## [What to produce]
Could you write out every record below exactly, leaving out any pictures?

## [Input data]
::::

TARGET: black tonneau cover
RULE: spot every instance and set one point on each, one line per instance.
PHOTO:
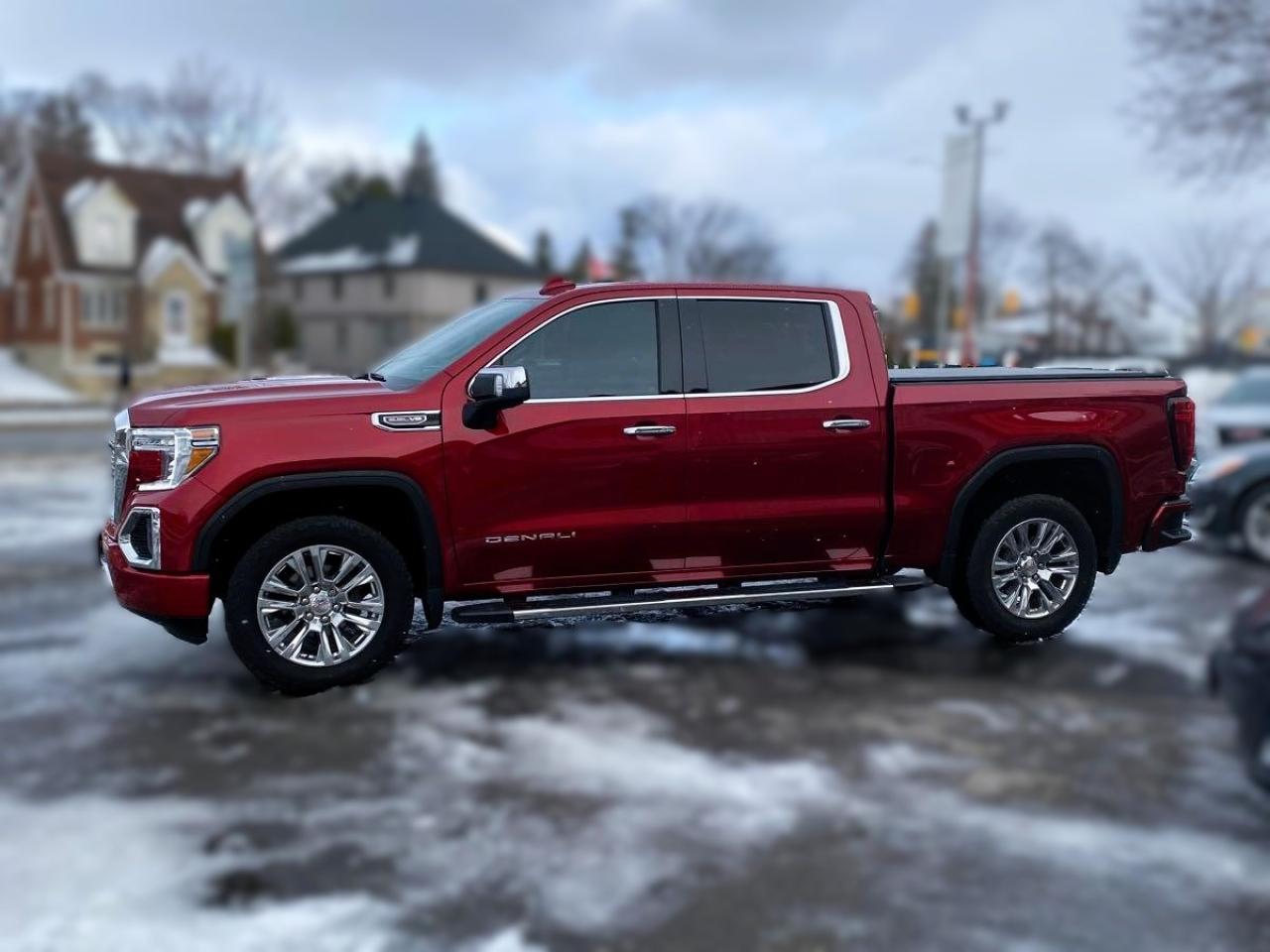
(1029, 375)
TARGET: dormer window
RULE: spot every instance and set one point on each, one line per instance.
(103, 221)
(105, 238)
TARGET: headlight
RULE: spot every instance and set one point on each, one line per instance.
(167, 457)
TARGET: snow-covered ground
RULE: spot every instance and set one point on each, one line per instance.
(23, 386)
(849, 777)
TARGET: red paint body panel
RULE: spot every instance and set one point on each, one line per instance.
(771, 490)
(157, 594)
(947, 431)
(748, 485)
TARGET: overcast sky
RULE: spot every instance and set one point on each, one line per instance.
(824, 118)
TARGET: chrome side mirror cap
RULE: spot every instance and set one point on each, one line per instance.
(493, 390)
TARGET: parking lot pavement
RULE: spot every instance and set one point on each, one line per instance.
(871, 774)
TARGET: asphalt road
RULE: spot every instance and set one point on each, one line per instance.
(864, 775)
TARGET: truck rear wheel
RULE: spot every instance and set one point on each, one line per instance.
(1032, 569)
(318, 602)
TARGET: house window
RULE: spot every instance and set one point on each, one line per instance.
(105, 236)
(176, 318)
(36, 227)
(103, 307)
(19, 303)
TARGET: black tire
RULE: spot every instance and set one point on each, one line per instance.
(240, 604)
(987, 608)
(1254, 544)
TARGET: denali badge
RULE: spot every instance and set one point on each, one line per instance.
(530, 537)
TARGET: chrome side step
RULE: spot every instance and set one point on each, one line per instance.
(659, 599)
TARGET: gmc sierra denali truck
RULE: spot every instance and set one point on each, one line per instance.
(622, 447)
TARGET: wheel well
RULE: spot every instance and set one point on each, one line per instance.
(1083, 481)
(384, 508)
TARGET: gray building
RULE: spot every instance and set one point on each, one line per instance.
(381, 272)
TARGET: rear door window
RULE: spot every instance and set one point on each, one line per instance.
(765, 345)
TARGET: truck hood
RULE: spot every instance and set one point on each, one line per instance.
(261, 395)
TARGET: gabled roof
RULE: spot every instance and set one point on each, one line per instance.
(160, 198)
(412, 231)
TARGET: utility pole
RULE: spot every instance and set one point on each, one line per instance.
(978, 127)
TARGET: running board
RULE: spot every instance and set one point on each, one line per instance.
(639, 601)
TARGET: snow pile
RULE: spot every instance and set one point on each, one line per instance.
(76, 193)
(400, 254)
(21, 385)
(99, 875)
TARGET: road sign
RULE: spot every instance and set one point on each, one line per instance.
(956, 213)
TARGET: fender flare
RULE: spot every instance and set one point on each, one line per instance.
(434, 594)
(1111, 547)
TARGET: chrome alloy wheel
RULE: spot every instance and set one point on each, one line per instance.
(1035, 569)
(320, 606)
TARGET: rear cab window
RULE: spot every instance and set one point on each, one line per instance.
(757, 345)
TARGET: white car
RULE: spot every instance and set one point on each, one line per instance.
(1241, 414)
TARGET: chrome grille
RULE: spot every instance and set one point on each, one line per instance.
(118, 447)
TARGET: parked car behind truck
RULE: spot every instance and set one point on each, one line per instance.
(631, 445)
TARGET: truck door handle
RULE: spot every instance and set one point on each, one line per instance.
(846, 424)
(649, 430)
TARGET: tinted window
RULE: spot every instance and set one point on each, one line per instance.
(599, 350)
(445, 344)
(765, 344)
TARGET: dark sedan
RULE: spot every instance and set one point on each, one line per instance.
(1230, 498)
(1239, 673)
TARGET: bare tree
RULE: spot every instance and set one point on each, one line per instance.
(1091, 296)
(702, 240)
(1206, 96)
(1002, 232)
(1211, 277)
(202, 119)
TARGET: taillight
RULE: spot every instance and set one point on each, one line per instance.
(1182, 417)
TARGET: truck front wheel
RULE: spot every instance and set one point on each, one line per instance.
(318, 602)
(1032, 569)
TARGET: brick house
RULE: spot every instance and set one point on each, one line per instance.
(381, 272)
(112, 262)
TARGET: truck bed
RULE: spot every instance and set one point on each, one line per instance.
(985, 375)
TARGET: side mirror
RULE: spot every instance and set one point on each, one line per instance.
(493, 390)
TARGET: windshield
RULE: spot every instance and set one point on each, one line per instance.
(437, 350)
(1248, 391)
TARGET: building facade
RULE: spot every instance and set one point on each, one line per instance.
(113, 266)
(381, 272)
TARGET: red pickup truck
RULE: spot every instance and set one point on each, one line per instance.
(621, 447)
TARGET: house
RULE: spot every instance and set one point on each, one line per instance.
(381, 272)
(111, 263)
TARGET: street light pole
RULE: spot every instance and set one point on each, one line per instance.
(978, 128)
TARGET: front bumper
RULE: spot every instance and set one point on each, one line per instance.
(180, 603)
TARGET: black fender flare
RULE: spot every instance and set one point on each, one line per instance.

::::

## [Answer to the problem]
TARGET: black tonneau cover
RULE: spot every instance and set one point on each, one line per instance.
PHOTO:
(1029, 375)
TARGET: dormer window
RULE: spot every instance and set one point on each, one line per instance.
(103, 221)
(105, 238)
TARGET: headlight
RULE: spot every instance and set one point on each, one line per instance.
(167, 457)
TARGET: snow-covered ground
RULE: spot every instance and set one point on each, one line per instance.
(23, 386)
(849, 777)
TARGET: red paint body panel
RULE: spot every instance and set one point on each, one line per instance.
(771, 490)
(157, 594)
(947, 431)
(748, 485)
TARGET: overcast sky
RULE: spot every instance and set one point on each, one line per instance.
(824, 118)
TARGET: chrome side mirror cap
RULE: spot every instance and set one point on each, one line per instance.
(493, 390)
TARGET: parking lot pavement
RULE: spot every instance and set one point on each, one line per instance.
(871, 774)
TARGET: asphalt road
RULE: spot every instance and set one point on each, one line per instance.
(864, 775)
TARGET: truck rear wheel
RULE: spot every instance and set one point on each, one line per instance.
(1032, 569)
(318, 602)
TARGET: house window
RULE: spot every instance and set one point on each, one line per instance.
(105, 236)
(176, 318)
(36, 227)
(103, 307)
(19, 303)
TARGET: black tire
RULE: spot every instance and set one point on each, one line per instance.
(240, 604)
(987, 608)
(1254, 544)
TARGET: denali badge
RULE: spot every instance and set one point on each, one line per instance.
(530, 537)
TARGET: chrome side step
RULE: spot every instance and set one point on each, one line per instance.
(659, 599)
TARGET: gmc sierra denali truck
RULE: spot every instance and set one point on each, one line per instance.
(622, 447)
TARGET: wheel well
RULE: spot every instance and set one point on each, one line per instance.
(1083, 481)
(384, 508)
TARGET: gray building
RULE: spot every instance and set one point on each, one line per instance.
(381, 272)
TARGET: rear door window
RULE: spot every instance and set one point on each, one line per instance.
(765, 345)
TARGET: truck hood
RULE: spot every instance and set one point on each, one line per instance.
(261, 395)
TARGET: gabled roof
RULE: spot every instance and set one point on each, one line per instance.
(160, 198)
(412, 231)
TARGET: utility pole
RULE: spot every instance and set one point on each, one line per instance.
(978, 127)
TARGET: running board
RULE: spot every instance and set one point on each, one line per instance.
(639, 601)
TARGET: snow pile
RULE: spot every instance and set one point on each, one line per instance.
(76, 193)
(400, 254)
(21, 385)
(99, 875)
TARGET: road sign
RULE: spot every instance and set one point on each, one line per instance.
(956, 213)
TARGET: fender flare
RULE: spot every instance and set one point on each, one line per instance.
(434, 594)
(1111, 547)
TARGET: chrome alloy wheel
RULE: spot every instance and set one point on each, one line per instance.
(1035, 569)
(320, 606)
TARGET: rear cab window
RULE: spot every instance and set one point on each, one line per instance.
(757, 345)
TARGET: white car
RULE: spot every instance and set one point on each, one line per instance.
(1241, 414)
TARGET: chrome grille
RULE: spot every instance and set one point on each, one line per instance.
(118, 447)
TARGET: parked car behind truck
RULE: spot every instance and set one point on each, one line per instance.
(631, 445)
TARGET: truck door handle
RULE: spot every instance and set one point on each, one line per instance.
(846, 424)
(649, 430)
TARGET: tinted window
RULE: spot every instance and set one point on each, one line per instance.
(599, 350)
(445, 344)
(765, 344)
TARGET: dark sedan
RULE: spot every instance and set one point on each, one line per instance.
(1230, 498)
(1239, 673)
TARGET: bare tree
RULE: spot every instance and set one point on each, one line per instance.
(1091, 296)
(702, 240)
(1206, 96)
(1002, 232)
(1211, 277)
(202, 119)
TARGET: taillight
RULE: spot every instance and set one point on each, one line per instance.
(1182, 417)
TARGET: truck front wheel
RULE: spot every instance and set one point on each, one line per instance.
(318, 602)
(1032, 569)
TARGET: brick house
RULE: spot every instance and set one point on each, one line per instance.
(381, 272)
(112, 262)
TARGET: truck bed
RULE: spot every instance and set one point on each, one line per instance.
(985, 375)
TARGET: side mirror
RULE: spot every instance and set one point on each, one line per instance.
(493, 390)
TARGET: windshield
RULE: spot every instance and set one point on each, one line per instance.
(437, 350)
(1248, 391)
TARGET: building facade
RULE: spot every instance and set one point on each, one line per instance.
(113, 266)
(381, 272)
TARGET: red pickup truck
RULE: spot every instance and set one point on each, one line per instance.
(621, 447)
TARGET: house
RULE: spot every instance and set one point on each, one line per instance.
(381, 272)
(111, 263)
TARGET: street light pole
RULE: spot every instance and set one point on each, one line per instance.
(978, 128)
TARGET: front bumper
RULE: spot every instance and set one point on each, one line per instance.
(180, 603)
TARGET: black fender flare
RULE: spot every instance and set one point on each, one line per instance.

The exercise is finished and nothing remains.